**HOW TO COMPLETE THIS TASK:**
Please return each of the entries below exactly as they appear.

**TASK INPUTS:**

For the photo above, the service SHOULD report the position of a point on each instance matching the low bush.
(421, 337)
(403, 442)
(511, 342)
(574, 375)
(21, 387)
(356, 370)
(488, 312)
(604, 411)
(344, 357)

**OUTPUT FOR THIS TASK:**
For the photo above, the service SHOULD report the position of a point on each instance matching the low bush.
(421, 337)
(403, 442)
(511, 342)
(574, 375)
(21, 387)
(356, 370)
(488, 312)
(604, 411)
(344, 357)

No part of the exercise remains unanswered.